(Quoted passage)
★ ★ ★ ★

I wrote and performed this essay in 2014 at a Listen to Your Mother program. My son Casey is getting married next week (after two previous COVID cancellations) to a wonderful, beautiful woman named Catherine. I thought of how love travels down curvy, bumpy roads, yet those obstacles may make the love deeper, stronger.
Casey with his 3-year old mischievous look (or as Cajuns say – canaille)
I was born crooked. I was a C-section baby, and the oxygen apparatus did not work in the delivery room, so the doctor had to give me mouth-to- mouth resuscitation to save my life. I suppose the time without oxygen caused my Cerebral Palsy brain damage. My whole left side was affected: smaller, weaker, crooked left arm and leg.

★ ★ ★ ★

(Stored data entries)
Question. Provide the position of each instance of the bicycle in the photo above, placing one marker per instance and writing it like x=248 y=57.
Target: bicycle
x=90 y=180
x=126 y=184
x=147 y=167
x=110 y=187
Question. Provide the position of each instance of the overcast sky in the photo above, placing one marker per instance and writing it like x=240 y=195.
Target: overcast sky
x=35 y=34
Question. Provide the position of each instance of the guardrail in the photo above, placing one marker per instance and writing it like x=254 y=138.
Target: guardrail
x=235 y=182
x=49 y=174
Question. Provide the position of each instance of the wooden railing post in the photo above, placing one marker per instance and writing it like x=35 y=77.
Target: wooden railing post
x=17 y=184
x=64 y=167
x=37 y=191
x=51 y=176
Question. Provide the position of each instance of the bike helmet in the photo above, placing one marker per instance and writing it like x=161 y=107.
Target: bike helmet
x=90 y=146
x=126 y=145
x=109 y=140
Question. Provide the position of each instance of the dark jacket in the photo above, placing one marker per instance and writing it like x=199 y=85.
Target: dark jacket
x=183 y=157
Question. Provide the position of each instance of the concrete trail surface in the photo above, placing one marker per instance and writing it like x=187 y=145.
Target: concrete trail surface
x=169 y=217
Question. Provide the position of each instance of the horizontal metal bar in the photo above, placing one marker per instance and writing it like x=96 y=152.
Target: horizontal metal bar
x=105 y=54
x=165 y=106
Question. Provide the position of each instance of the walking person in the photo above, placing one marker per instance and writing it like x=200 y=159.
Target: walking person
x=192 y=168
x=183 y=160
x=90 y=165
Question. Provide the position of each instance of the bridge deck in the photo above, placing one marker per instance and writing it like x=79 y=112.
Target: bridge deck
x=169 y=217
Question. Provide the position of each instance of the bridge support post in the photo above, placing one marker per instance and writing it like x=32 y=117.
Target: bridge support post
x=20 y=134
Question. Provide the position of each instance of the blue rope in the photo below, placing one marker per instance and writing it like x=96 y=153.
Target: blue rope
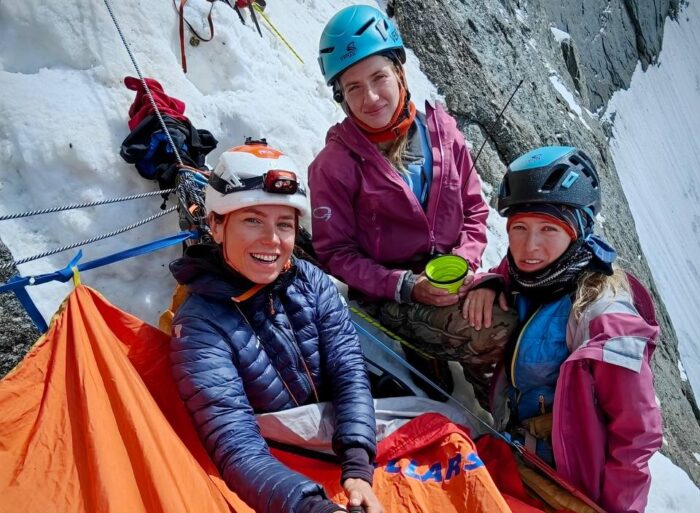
x=18 y=284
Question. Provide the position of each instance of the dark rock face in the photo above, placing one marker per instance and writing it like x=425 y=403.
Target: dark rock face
x=477 y=51
x=611 y=38
x=17 y=332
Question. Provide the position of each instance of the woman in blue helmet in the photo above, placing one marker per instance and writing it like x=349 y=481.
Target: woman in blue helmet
x=262 y=331
x=392 y=188
x=576 y=383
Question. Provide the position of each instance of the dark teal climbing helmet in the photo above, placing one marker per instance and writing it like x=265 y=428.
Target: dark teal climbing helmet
x=560 y=175
x=355 y=33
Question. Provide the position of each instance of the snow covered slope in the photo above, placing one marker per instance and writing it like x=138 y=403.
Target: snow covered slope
x=656 y=147
x=63 y=115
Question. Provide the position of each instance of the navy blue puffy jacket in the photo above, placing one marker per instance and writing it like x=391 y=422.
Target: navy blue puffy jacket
x=302 y=348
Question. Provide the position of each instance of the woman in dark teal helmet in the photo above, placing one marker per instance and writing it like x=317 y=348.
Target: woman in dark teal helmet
x=576 y=383
x=392 y=188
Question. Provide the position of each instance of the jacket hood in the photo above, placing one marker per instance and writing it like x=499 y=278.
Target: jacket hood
x=204 y=271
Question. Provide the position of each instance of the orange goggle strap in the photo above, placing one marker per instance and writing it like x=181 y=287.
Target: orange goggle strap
x=570 y=230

★ ★ ★ ★

(The task)
Please answer these questions about the essay, one per line:
1. In what year was the essay written and performed?
2. What is the name of the woman Casey is marrying?
3. Which side of the writer's body was affected by the brain damage?
This material was taken from a different source than the essay.

(Output of the exercise)
1. 2014
2. Catherine
3. The left side